[Opening Data records section]

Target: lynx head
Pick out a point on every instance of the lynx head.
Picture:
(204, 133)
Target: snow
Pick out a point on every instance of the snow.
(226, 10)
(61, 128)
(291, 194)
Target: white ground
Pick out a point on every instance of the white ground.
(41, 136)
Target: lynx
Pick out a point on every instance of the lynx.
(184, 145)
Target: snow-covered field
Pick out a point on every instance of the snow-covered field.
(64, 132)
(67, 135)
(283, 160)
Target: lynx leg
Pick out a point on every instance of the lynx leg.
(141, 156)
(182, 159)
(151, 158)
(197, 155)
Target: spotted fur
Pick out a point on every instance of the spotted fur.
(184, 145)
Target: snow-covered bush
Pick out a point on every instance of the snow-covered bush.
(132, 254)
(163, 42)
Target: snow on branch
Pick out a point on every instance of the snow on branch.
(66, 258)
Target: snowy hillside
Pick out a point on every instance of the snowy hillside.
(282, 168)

[Closing Data records section]
[Opening Data records section]

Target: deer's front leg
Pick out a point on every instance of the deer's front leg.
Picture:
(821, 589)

[Closing Data records section]

Action item. Copy down every line of the entries containing the word "head".

Exercise result.
Target: lynx head
Pick out a point on every instance of the lynx head.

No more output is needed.